**RECORDS FOR THE TASK**
====================
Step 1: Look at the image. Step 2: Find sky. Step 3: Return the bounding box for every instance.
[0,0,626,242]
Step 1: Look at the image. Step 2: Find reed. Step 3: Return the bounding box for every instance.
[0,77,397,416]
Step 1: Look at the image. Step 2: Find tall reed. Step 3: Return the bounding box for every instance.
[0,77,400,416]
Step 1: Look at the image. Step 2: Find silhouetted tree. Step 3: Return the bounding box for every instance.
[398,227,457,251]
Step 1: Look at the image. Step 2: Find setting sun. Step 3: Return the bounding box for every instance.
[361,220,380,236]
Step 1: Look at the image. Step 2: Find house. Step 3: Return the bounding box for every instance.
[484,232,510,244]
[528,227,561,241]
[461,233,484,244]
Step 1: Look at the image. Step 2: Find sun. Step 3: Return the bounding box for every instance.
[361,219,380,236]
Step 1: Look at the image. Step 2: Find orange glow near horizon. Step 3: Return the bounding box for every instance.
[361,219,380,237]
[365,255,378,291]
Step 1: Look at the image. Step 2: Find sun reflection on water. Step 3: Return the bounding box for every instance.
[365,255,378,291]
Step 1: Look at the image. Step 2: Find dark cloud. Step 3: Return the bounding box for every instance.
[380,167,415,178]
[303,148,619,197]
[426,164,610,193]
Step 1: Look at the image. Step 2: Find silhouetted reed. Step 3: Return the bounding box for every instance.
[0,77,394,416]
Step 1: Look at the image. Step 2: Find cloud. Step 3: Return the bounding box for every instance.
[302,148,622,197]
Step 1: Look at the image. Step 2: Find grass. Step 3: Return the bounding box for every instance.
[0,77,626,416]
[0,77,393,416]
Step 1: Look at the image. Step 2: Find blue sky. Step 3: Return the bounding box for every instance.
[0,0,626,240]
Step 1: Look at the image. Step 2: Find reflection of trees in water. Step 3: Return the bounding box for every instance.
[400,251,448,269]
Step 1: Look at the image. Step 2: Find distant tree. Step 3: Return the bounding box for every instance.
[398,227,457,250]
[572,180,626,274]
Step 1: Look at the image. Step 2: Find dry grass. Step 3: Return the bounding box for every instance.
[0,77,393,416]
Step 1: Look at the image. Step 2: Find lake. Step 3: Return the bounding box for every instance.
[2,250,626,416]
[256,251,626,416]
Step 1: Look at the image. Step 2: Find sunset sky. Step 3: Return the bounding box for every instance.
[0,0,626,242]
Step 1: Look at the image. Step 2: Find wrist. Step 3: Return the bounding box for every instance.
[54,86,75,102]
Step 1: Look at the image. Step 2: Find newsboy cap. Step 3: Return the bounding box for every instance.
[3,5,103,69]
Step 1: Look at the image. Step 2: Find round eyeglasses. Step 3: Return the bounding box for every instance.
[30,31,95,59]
====================
**GIVEN PROBLEM**
Please give back the whole listing above word for word, keeping every line in its original order.

**RESULT OF THE EXERCISE**
Step 1: Look at the image. Step 2: Find sky. Step 3: Return the bounding box for every instance.
[0,0,626,242]
Step 1: Look at the image. Step 2: Find reed. Step 3: Return the bounding box for every instance.
[0,77,397,416]
Step 1: Look at the image. Step 2: Find tall reed. Step 3: Return the bounding box for every instance.
[0,77,400,416]
Step 1: Look at the image. Step 2: Find silhouetted tree. Step 3: Return the bounding box for every instance.
[398,227,457,251]
Step 1: Look at the image. Step 2: Find setting sun. Step 3: Return the bounding box for every instance.
[361,220,380,236]
Step 1: Look at the image. Step 2: Find house. Step 3: Return the bounding box for every instance.
[484,232,510,244]
[528,227,561,241]
[461,233,484,244]
Step 1: Look at the image. Step 2: Find sun. Step 3: Return the bounding box for every instance.
[361,219,380,236]
Step 1: Look at the image. Step 2: Find orange glow near horizon. Step 3: Return the bounding box for every instance.
[361,219,380,237]
[365,255,378,291]
Step 1: Look at the image. Step 2: Find sun reflection on water. Step 3: Return the bounding box for every instance.
[365,255,378,291]
Step 1: Look at the image. Step 2: Find dark cloud. Step 3: Return the bounding box for every instance.
[380,167,415,178]
[303,148,619,197]
[426,164,610,193]
Step 1: Look at the image. Step 2: Find silhouetted reed. Step 3: Return the bounding box for every instance.
[0,77,394,416]
Step 1: Look at the image. Step 2: Find cloud. Step 3: Return the bounding box for every instance.
[302,148,622,197]
Step 1: Look at the image. Step 2: Find grass. Step 3: Return the bounding box for every instance.
[0,77,626,416]
[0,77,393,416]
Step 1: Look at the image. Step 2: Find blue sky. Step 3: Return the bounding box for every instance.
[0,0,626,240]
Step 1: Look at the image. Step 2: Find reflection of trees in water. Step 3: Return the bounding box for every instance.
[400,251,448,269]
Step 1: Look at the image. Step 2: Find distant tree. Step 3: Return the bounding box for every instance.
[398,227,457,250]
[572,180,626,274]
Step 1: Look at the image. Step 2: Find dry grass. Step 3: Return the bounding box for every instance.
[0,77,393,416]
Step 1: Look at the image. Step 2: Find lake. Step 3: Return the bounding box for every instance.
[2,250,626,416]
[256,251,626,416]
Step 1: Look at the image. Step 2: Find sunset sky. Step 3: Return the bounding box for every instance.
[0,0,626,242]
Step 1: Look at the image. Step 2: Find wrist. Step 3: Return the bounding box for every instance.
[54,86,75,102]
Step 1: Look at the image. Step 2: Find newsboy cap. Step 3: Return the bounding box for every instance.
[3,5,103,69]
Step 1: Look at the image. Step 2: Find round eyeglasses. Step 3: Return the bounding box for every instance.
[30,31,95,59]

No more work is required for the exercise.